Count the lines in the records that contain the string "grille", and reply with only that number.

[Begin Records for processing]

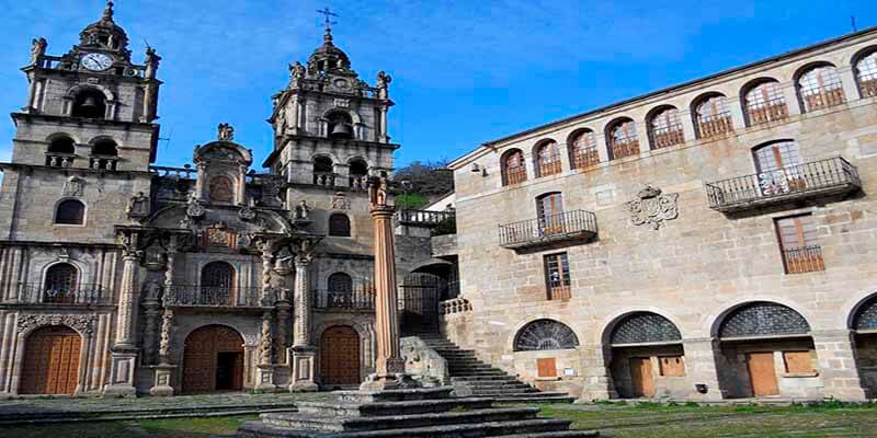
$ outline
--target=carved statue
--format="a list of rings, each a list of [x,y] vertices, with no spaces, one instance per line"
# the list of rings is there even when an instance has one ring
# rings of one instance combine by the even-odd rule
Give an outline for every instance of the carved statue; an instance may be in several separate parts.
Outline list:
[[[46,55],[46,47],[48,47],[48,42],[42,36],[31,43],[31,65],[39,64],[39,59]]]
[[[235,128],[229,124],[219,124],[217,126],[219,141],[231,141],[235,139]]]
[[[125,212],[128,214],[129,218],[143,218],[148,216],[149,198],[144,195],[143,192],[137,192],[137,195],[128,200],[128,207],[125,208]]]

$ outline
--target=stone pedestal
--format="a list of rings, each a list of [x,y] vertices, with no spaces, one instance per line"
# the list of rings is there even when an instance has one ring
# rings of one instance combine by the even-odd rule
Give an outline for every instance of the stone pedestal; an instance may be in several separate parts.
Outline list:
[[[110,383],[103,387],[103,395],[136,396],[134,370],[137,368],[137,350],[114,350],[110,360]]]
[[[289,392],[312,392],[320,388],[315,380],[317,350],[312,347],[289,348],[293,358],[293,373],[289,376]]]
[[[173,395],[173,387],[171,387],[171,376],[173,370],[176,369],[175,365],[161,364],[152,367],[152,388],[149,393],[155,396],[171,396]]]

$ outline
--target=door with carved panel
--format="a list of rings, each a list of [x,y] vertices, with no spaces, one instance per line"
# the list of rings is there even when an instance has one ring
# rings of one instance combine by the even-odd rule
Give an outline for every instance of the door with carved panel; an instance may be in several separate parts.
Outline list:
[[[323,384],[360,384],[360,335],[350,326],[327,328],[320,338]]]
[[[24,346],[21,394],[72,394],[79,383],[82,337],[65,326],[36,330]]]

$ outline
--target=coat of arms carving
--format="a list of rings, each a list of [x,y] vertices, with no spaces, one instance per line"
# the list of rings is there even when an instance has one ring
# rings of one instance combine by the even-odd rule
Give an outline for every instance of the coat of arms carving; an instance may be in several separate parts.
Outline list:
[[[662,194],[658,187],[646,186],[637,194],[639,200],[625,203],[630,211],[630,223],[648,224],[653,230],[661,228],[664,221],[679,217],[677,193]]]

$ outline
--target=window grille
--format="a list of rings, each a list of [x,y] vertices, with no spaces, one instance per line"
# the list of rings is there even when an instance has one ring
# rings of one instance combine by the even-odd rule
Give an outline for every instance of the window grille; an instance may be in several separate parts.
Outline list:
[[[503,185],[512,185],[527,181],[527,170],[524,164],[524,153],[515,150],[505,155],[502,163]]]
[[[613,160],[639,154],[639,137],[634,120],[619,122],[610,129],[610,152]]]
[[[545,256],[545,283],[549,300],[562,300],[571,297],[567,253]]]
[[[569,162],[572,169],[586,169],[600,163],[594,131],[582,131],[570,140]]]
[[[548,141],[536,148],[536,176],[548,176],[560,173],[560,152],[556,141]]]
[[[804,73],[798,79],[798,90],[806,112],[845,102],[841,76],[832,66],[817,67]]]
[[[774,302],[754,302],[733,311],[721,324],[719,337],[804,335],[810,324],[800,313]]]
[[[724,95],[714,95],[695,108],[695,127],[699,138],[720,136],[733,130],[731,113],[725,105]]]
[[[676,325],[657,313],[638,312],[622,320],[610,336],[612,344],[672,343],[682,341]]]
[[[58,204],[55,223],[81,226],[86,221],[86,205],[77,199],[67,199]]]
[[[517,332],[515,351],[572,349],[579,346],[576,333],[566,324],[554,320],[536,320]]]
[[[649,122],[649,129],[654,149],[685,142],[685,135],[682,132],[682,120],[676,108],[667,108],[656,114]]]
[[[862,97],[877,96],[877,51],[856,62],[856,79]]]
[[[779,82],[762,82],[747,92],[744,96],[749,124],[784,120],[788,117],[786,97]]]

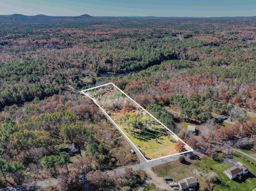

[End Records for processing]

- **Answer for the task**: 2